• _TESTO DI ORIGINE_:
Il documento che prova la consulenza con la referente del Codice Rosa dell’Asl labronica

Il documento che prova la consulenza con la referente del Codice Rosa dell’Asl labronica

Pisa 4 maggio 2016. «Situazione completamente sconosciuta ai servizi sociali: l’amara verità, dopo ulteriori verifiche, è che nessuno aveva mai segnalato alla Società della Salute che in quella baracca di Calambrone, da diversi mesi, viveva un bambina di tre anni con la madre e il patrigno». L’assessore comunale al sociale e presidente della Società della salute, Sandra Capuzzi, lo ha affermato lunedì pomeriggio. E con lei, anche il sindaco Marco Filippeschi che, ieri, intervistato dal Corriere Fiorentino, rispondendo alla domanda se il Comune sapeva che quella baracca era occupata da soggetti diversi a quelli a cui l’avevano affittata, ha dichiarato che «lo sapeva la polizia municipale. Lo sapevano i carabinieri. Non lo sapevano i servizi sociali, mai chiamati».

Ma la verità è che in realtà, come anticipato da La Nazione già venerdì scorso all’indomani della tragedia costata la vita alla piccola Samantha, la vicenda era nota ed i servizi sociali erano stati informati otto mesi fa. E’ il 30 agosto, infatti, quando Francisca, la mamma di Samantha, viene refertata all’Unità operativa di medicina e chirurgia d’urgenza dell’Asl 6 di Livorno per un trauma cranico. Un ricovero di tre giorni con una prognosi di 20. Dai racconti della donna emerge qualcosa che non quadra nel contesto in cui vive. Una situazione di violenze familiari. Per questo il giorno successivo, quindi il 1 settembre, viene attivata una consulenza con la referente del Codice Rosa dell’Asl labronica (come dimostra il documento che La Nazione pubblica in esclusiva sull'edizione cartacea) che è un’assistente sociale.

• _RIGHE FORNITE_:
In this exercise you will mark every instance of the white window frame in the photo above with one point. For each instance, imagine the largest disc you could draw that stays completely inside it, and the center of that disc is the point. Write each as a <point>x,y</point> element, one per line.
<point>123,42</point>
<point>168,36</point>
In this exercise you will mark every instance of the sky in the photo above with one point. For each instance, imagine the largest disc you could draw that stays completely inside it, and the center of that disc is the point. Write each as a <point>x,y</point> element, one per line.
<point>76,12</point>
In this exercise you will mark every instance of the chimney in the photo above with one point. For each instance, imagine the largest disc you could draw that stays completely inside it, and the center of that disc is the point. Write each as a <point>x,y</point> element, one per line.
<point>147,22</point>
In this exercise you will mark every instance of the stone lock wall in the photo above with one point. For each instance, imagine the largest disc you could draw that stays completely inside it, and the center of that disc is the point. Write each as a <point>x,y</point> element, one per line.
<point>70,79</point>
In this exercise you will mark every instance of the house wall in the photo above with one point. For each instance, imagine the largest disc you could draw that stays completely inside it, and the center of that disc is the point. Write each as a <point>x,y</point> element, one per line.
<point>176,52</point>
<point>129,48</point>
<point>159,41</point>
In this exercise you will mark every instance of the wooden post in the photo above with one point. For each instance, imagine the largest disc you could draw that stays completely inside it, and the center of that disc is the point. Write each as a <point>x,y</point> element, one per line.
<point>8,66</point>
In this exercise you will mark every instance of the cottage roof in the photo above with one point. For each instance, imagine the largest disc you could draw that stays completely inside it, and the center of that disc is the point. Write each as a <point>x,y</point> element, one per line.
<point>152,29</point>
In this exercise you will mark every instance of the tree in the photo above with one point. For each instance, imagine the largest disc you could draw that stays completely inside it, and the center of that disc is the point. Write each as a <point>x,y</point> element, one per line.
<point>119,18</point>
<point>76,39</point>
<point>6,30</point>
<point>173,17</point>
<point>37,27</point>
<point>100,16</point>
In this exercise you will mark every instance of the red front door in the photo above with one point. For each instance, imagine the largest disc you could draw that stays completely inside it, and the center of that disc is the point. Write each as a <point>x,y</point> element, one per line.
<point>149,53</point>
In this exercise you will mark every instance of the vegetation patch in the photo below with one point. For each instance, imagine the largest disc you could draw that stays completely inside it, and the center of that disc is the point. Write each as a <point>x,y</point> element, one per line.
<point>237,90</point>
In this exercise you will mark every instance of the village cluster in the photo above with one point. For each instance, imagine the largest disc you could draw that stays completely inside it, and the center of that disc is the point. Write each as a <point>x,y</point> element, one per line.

• _CONSEGNA A_:
Rispondi a queste domande sull'articolo sulla morte della piccola Samantha:
(i) Quanti anni aveva la bambina che viveva nella baracca di Calambrone?
(ii) In quale data Francisca fu refertata all'Unità operativa di medicina e chirurgia d'urgenza dell'Asl 6 di Livorno?
(iii) Quanti giorni durò il suo ricovero?
• _CONSEGNA B_:
Le seguenti affermazioni concordano con l'articolo sulla morte della piccola Samantha? Per ciascuna rispondi sì o no e cita le parole che lo stabiliscono.
(i) Il sindaco Marco Filippeschi è stato intervistato dal Corriere Fiorentino.
(ii) La referente del Codice Rosa dell'Asl labronica è un medico.
(iii) Sandra Capuzzi è anche presidente della Società della salute.
• _CONSEGNA C_:
Puoi scrivere il seguito dell'articolo sulla morte della piccola Samantha, cominciando dopo la sua ultima frase?

• _RISPOSTA ATTESA A_:
(i) Tre anni.
(ii) Il 30 agosto.
(iii) Tre giorni.

• _RISPOSTA ATTESA B_:
(i) Sì: «intervistato dal Corriere Fiorentino».
(ii) No: «che è un’assistente sociale».
(iii) Sì: «L’assessore comunale al sociale e presidente della Società della salute, Sandra Capuzzi».

• _RISPOSTA ATTESA C_:
Consulenza che viene effettuata alle 17 del 1 settembre dove viene anche fornito il recapito del consultorio. Francisca, però, ha paura del compagno, per questo non se la sente di formalizzare una querela nei suoi confronti. «Cionostante i carabinieri di Tirrenia – spiega il comandante provinciale, il colonnello Andrea Brancadoro – informarono ugualmente l’autorità giudiziaria. Non solo. Lo stesso ospedale di Livorno attivò ritualmente il ‘codice rosa’ previsto dalla legge».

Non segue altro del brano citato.